What you should do
Copy the lines verbatim, beginning with the line that contains "The task is" and continuing through the end of the data, and only those lines.

________

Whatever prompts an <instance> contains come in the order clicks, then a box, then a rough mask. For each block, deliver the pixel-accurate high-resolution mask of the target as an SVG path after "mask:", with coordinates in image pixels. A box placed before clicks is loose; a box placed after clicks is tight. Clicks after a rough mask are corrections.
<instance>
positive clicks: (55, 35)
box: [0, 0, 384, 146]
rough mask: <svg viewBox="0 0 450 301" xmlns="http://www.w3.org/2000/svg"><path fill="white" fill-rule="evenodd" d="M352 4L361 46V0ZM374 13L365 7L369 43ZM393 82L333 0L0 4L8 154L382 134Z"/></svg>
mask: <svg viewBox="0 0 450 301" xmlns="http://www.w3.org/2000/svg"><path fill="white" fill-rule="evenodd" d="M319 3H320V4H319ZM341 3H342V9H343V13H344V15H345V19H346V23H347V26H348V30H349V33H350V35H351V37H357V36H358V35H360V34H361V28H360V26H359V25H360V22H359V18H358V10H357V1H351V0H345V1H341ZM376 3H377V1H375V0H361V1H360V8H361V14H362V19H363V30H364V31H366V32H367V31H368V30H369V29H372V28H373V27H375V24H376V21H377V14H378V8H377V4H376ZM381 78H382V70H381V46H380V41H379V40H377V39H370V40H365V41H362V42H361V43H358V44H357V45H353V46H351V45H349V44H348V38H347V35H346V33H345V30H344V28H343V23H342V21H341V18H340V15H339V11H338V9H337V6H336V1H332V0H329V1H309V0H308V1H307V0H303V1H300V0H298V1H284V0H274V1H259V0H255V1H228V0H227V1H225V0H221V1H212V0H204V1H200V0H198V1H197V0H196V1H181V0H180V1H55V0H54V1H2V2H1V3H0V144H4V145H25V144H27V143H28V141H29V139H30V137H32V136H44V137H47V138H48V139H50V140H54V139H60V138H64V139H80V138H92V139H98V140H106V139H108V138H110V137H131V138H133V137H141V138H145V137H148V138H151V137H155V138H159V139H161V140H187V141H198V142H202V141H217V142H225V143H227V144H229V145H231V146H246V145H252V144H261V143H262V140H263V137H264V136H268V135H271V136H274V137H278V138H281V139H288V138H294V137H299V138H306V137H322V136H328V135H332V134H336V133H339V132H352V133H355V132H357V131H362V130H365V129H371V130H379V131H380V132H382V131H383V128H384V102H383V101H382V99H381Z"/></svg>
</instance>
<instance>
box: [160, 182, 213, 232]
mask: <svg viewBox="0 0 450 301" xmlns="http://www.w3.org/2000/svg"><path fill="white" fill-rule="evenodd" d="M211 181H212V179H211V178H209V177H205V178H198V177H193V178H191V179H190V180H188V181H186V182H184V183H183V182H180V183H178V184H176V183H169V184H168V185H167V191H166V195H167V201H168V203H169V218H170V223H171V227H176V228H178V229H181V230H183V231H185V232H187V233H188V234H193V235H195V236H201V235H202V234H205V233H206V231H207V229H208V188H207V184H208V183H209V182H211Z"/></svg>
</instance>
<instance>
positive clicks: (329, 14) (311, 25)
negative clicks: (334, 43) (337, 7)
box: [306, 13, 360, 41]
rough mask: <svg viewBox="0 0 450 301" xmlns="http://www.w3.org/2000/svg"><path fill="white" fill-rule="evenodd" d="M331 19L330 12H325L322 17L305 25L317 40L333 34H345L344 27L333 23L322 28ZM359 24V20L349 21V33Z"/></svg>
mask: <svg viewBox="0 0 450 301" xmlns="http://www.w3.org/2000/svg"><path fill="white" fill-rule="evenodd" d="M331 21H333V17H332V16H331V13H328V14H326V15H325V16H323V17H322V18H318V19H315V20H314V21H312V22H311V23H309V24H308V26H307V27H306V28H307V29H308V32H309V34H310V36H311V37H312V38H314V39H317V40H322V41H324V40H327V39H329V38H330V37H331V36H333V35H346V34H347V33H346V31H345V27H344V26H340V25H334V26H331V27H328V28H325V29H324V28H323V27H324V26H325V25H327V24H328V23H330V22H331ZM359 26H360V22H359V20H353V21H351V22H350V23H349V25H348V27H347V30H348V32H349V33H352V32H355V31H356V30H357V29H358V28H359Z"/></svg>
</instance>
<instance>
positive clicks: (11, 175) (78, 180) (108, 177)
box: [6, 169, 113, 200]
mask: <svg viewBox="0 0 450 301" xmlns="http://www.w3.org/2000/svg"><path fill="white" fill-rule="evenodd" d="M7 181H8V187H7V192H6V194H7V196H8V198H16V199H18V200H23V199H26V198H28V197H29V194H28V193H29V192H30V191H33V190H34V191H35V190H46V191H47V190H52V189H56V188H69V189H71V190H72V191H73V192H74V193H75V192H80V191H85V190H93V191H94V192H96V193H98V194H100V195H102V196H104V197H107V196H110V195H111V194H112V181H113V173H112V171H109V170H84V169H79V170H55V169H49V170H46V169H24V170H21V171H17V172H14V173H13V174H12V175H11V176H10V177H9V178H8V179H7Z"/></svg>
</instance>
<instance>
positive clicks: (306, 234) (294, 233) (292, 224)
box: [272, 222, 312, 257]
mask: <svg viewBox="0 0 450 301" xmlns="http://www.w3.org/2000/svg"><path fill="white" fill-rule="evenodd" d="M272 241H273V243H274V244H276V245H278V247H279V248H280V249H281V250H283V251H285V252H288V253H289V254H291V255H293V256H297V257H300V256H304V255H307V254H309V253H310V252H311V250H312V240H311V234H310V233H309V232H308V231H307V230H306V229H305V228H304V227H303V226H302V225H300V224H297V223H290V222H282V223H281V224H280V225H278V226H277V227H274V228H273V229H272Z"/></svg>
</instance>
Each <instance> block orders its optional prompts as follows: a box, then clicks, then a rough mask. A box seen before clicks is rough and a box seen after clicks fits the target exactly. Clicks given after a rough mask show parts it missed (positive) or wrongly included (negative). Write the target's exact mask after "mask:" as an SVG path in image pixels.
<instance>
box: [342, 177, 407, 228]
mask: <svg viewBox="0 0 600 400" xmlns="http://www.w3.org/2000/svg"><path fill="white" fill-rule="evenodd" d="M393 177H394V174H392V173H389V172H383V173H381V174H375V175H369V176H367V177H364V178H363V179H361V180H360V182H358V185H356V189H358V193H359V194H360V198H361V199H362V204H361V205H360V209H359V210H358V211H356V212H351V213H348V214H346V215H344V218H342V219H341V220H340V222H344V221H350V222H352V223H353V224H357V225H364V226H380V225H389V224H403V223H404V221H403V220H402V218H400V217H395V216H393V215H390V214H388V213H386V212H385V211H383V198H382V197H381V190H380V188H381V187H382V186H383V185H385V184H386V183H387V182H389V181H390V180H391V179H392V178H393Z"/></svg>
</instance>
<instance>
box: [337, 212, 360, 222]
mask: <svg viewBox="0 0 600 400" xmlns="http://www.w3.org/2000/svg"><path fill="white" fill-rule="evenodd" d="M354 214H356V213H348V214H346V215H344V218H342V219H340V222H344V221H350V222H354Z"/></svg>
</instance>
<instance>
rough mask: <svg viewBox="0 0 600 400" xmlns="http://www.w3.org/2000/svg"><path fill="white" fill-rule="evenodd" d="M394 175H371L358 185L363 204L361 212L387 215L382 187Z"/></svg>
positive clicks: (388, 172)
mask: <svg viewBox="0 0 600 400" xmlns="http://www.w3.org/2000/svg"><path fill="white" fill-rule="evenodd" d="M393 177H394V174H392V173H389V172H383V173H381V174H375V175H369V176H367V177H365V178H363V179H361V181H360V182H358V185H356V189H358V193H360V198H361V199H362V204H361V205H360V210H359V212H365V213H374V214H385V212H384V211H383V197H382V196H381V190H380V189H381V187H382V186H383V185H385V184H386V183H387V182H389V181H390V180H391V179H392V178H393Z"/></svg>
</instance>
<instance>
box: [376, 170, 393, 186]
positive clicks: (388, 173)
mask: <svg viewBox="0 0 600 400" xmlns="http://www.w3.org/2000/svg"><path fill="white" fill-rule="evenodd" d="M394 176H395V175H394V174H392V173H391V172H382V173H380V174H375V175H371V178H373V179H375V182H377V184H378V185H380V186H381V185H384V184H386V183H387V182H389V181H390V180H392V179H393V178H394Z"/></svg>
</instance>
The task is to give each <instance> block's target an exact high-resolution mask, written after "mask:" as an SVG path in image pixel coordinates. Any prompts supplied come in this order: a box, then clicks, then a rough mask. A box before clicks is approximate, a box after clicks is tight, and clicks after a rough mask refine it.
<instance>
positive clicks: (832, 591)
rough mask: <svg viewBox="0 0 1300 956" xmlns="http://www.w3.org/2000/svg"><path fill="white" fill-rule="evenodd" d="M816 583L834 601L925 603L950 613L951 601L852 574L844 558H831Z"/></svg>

________

Final answer
The task is to give each <instance> block's target an exact high-resolution mask, written after "mask:" as an SVG path in image pixel coordinates. Any prompts supplied come in this order: a box, then clicks, then a rough mask. A box before clicks is approximate, a box after clicks is tight, and clicks after a rough mask refine it.
<instance>
positive clicks: (832, 591)
rough mask: <svg viewBox="0 0 1300 956" xmlns="http://www.w3.org/2000/svg"><path fill="white" fill-rule="evenodd" d="M816 583L834 601L925 603L950 613L951 601L852 574L844 558H831Z"/></svg>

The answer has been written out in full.